**WHAT IS BEING ASKED:**
Please reproduce, word for word, everything in the PDFBox mailing-list thread from "I am currently" down to "to solve it?".
# SOURCE EXCERPT start
Hi,
Am 01.07.2013 17:06, schrieb Hai Nguyen FUB:
Dear Pdfbox-developers,
My name is Hai and I am a java developer at the Freie Universtät Berlin.
I am currently working on a project, which deals with converting pdf files
to images. I have looked around and found the Pdfbox library to be a good
pdf handling tool.
After awhile working with this tool, I got stucked on a problem: whenever I
tried to convert a handwritten pdf file, which means those files are
handwritten documents and were scanned and exported to pdf files (I do not
have the original images files), I received the following errors:
16:54:08,965 ERROR [FlateFilter] FlateFilter: stop reading corrupt stream
due to a DataFormatException
could you give me a hint, how to solve it?
Without having a hand on a sample pdf I'm just guessing. Try the non-sequential
parser by using loadNonSeq() instead of load() to load the pdf.
my code snapshot is in the following:
PDDocument document = PDDocument.load(new
File("src/test/resources/pdf/249scan.pdf"));
@SuppressWarnings("unchecked")
List<PDPage> pages = document.getDocumentCatalog().getAllPages();
PDPage page = pages.get(0);
BufferedImage bi = page.convertToImage();
ImageIO.write(bi, "png", new File("src/test/resources/pdf/test.png"));
Thank you in advance & Best regards
--
Hai Nguyen
Freie Universität Berlin
FB Mathematik u. Informatik
AG Intelligente Systeme und
Robotik<http://inf.fu-berlin.de/groups/ag-ki/index.html>
Arnimallee 7, Raum 111
D-14195 Berlin
Tel-1: +49 / 30 838 75114 ( Arnimallee - FUB)
Tel-2: +49 / 30 838 75148 (Takustr - FUB)
Tel-3: +49 / 30 2093 6381 (Office upstaris - HUB)
Tel-4: +49 / 30 2093 6393 (Lab downstairs - HUB)
Fax: +49 / 30 838 75059
__________________________
BR
Andreas Lehmkühler
# SOURCE EXCERPT end
# DATASET start
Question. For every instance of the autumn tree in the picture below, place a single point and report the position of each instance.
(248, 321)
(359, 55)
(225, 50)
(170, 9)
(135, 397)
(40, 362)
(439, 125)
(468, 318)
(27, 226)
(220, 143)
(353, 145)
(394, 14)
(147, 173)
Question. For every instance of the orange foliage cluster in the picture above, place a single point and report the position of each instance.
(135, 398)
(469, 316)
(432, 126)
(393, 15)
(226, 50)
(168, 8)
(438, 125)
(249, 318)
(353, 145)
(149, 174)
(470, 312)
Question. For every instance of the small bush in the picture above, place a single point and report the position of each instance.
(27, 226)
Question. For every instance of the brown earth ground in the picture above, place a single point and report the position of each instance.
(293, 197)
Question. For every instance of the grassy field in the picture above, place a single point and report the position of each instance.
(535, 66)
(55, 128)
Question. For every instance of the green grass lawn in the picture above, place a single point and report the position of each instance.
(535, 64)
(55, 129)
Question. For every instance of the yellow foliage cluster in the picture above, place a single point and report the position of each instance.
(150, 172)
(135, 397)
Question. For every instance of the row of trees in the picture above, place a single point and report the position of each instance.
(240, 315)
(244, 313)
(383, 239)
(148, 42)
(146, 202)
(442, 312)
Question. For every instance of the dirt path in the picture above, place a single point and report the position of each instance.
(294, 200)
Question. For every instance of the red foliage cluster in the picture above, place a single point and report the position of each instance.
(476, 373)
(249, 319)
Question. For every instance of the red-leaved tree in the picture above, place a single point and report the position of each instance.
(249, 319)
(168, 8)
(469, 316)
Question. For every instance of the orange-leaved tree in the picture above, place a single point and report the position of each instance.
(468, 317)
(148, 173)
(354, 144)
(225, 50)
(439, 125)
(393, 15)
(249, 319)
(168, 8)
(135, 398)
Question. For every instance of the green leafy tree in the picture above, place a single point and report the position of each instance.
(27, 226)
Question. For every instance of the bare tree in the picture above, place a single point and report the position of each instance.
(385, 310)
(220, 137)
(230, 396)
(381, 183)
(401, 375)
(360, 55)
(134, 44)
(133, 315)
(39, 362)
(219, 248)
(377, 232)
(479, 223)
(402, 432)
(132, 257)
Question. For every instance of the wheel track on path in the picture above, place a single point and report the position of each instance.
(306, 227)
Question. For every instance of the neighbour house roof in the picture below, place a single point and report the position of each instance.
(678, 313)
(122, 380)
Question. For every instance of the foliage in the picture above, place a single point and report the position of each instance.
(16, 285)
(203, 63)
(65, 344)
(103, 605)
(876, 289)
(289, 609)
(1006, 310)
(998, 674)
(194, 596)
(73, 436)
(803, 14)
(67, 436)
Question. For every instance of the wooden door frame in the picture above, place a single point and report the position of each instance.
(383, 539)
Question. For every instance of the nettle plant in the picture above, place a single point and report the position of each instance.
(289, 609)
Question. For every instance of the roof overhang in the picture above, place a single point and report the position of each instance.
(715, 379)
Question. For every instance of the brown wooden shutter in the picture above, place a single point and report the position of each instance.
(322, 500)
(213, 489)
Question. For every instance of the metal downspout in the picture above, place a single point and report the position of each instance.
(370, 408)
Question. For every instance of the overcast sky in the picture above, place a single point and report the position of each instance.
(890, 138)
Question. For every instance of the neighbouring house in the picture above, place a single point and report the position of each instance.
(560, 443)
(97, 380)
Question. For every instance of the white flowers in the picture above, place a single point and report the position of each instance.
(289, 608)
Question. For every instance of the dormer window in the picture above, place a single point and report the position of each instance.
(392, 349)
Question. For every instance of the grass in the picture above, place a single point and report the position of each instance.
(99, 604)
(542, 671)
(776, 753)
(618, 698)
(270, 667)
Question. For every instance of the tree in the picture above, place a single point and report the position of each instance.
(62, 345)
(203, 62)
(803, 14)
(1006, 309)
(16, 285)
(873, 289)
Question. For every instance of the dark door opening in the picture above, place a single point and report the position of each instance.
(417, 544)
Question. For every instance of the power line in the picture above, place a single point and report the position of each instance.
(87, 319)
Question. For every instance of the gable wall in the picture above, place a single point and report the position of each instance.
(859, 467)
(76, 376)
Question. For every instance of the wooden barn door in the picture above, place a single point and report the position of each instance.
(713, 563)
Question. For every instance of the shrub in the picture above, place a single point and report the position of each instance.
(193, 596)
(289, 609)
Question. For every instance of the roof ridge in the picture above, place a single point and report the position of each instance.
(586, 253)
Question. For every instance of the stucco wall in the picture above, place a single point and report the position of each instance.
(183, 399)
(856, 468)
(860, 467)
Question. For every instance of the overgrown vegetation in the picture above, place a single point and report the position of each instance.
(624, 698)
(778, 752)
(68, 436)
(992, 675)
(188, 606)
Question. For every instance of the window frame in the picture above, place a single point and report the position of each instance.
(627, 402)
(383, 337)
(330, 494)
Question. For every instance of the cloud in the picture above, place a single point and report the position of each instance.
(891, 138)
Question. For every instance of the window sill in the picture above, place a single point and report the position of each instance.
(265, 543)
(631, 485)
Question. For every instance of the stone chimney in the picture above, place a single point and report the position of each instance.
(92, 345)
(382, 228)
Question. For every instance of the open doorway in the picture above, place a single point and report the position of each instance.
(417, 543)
# DATASET end
# DATASET start
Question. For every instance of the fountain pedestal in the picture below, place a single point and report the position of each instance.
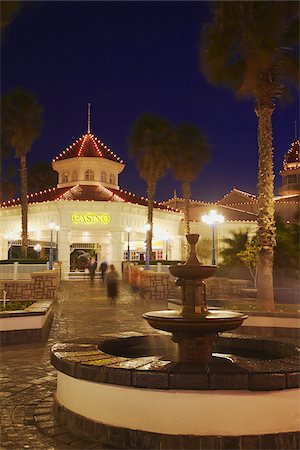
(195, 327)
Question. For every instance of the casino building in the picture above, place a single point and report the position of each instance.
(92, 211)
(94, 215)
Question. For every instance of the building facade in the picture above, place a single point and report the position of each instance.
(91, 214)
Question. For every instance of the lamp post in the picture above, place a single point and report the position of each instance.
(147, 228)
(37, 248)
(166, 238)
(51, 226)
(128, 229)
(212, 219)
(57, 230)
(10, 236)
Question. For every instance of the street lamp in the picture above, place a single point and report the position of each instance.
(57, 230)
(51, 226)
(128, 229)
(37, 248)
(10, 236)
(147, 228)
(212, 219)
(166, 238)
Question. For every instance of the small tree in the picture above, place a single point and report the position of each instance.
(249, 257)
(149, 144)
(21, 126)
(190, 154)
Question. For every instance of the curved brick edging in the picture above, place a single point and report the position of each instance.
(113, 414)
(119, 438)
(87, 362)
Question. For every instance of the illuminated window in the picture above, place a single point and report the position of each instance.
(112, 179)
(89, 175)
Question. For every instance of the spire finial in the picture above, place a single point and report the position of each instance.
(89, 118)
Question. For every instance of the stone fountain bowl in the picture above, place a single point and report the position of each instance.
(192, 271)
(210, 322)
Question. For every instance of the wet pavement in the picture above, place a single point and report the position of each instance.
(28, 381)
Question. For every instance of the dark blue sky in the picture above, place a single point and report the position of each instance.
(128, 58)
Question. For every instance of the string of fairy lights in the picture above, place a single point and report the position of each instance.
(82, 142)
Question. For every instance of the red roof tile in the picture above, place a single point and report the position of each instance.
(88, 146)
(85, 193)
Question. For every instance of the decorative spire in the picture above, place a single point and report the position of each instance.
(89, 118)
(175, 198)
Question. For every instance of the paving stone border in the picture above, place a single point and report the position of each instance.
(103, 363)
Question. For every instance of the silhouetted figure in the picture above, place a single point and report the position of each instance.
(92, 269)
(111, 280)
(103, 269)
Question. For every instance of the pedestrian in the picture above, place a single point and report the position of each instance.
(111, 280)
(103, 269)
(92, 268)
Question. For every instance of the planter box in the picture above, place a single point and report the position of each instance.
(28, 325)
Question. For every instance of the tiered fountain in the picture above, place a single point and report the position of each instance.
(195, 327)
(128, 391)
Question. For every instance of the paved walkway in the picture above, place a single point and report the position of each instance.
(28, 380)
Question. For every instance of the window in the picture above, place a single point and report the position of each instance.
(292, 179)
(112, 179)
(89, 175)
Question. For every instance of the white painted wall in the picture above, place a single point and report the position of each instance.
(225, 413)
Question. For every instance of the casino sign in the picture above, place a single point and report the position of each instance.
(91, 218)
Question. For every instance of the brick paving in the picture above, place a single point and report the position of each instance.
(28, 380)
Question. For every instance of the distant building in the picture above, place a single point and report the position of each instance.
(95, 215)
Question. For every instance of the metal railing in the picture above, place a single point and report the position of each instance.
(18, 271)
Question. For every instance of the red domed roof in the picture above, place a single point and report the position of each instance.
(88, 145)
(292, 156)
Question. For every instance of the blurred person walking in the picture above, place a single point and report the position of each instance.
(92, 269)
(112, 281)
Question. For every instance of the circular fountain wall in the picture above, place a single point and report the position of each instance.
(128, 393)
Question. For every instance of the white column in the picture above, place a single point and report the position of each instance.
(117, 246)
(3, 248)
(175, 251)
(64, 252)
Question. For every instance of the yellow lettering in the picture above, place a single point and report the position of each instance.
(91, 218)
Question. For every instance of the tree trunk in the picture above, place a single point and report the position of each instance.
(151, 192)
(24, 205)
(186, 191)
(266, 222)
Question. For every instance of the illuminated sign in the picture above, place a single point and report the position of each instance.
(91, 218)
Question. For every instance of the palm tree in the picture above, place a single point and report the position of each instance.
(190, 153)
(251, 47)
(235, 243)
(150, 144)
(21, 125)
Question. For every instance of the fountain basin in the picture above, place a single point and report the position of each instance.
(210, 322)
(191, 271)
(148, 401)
# DATASET end
# DATASET start
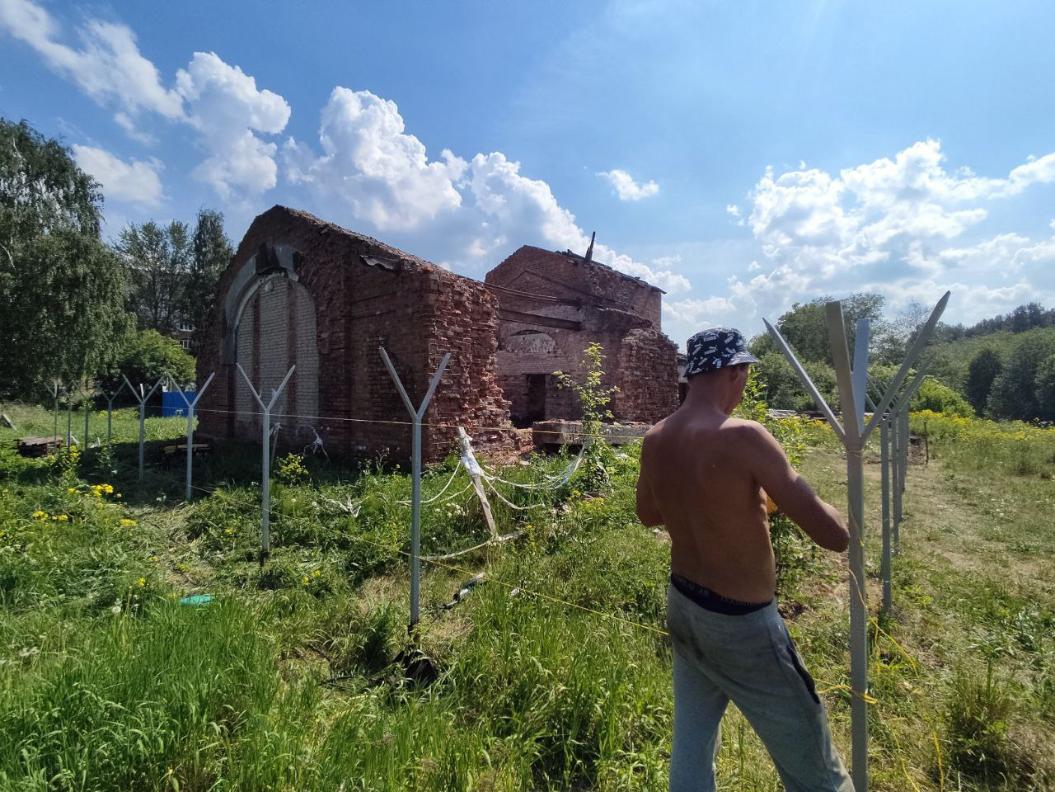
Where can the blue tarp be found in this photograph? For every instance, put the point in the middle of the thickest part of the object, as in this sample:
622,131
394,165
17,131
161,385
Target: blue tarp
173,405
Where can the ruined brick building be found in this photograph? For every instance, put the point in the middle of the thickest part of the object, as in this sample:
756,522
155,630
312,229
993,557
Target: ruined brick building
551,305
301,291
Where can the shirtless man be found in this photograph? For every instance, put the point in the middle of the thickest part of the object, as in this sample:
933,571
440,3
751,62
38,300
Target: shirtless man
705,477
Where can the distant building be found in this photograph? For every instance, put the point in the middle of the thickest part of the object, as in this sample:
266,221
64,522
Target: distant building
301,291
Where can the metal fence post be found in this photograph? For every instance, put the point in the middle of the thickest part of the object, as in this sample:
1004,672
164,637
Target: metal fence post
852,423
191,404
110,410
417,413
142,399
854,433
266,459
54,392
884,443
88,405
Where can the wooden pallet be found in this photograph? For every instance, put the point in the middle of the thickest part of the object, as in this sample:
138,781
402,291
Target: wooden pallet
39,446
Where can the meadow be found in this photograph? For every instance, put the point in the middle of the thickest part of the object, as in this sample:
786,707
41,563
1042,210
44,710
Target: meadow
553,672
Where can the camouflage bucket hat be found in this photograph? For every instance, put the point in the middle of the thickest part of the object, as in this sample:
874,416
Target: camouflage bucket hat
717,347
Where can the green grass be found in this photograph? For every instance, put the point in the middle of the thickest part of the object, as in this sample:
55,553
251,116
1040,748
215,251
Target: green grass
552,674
# DATASET end
**THE RESULT:**
I am currently working on a project, which deals with converting pdf files
to images. I have looked around and found the Pdfbox library to be a good
pdf handling tool.
After awhile working with this tool, I got stucked on a problem: whenever I
tried to convert a handwritten pdf file, which means those files are
handwritten documents and were scanned and exported to pdf files (I do not
have the original images files), I received the following errors:
16:54:08,965 ERROR [FlateFilter] FlateFilter: stop reading corrupt stream
due to a DataFormatException
could you give me a hint, how to solve it?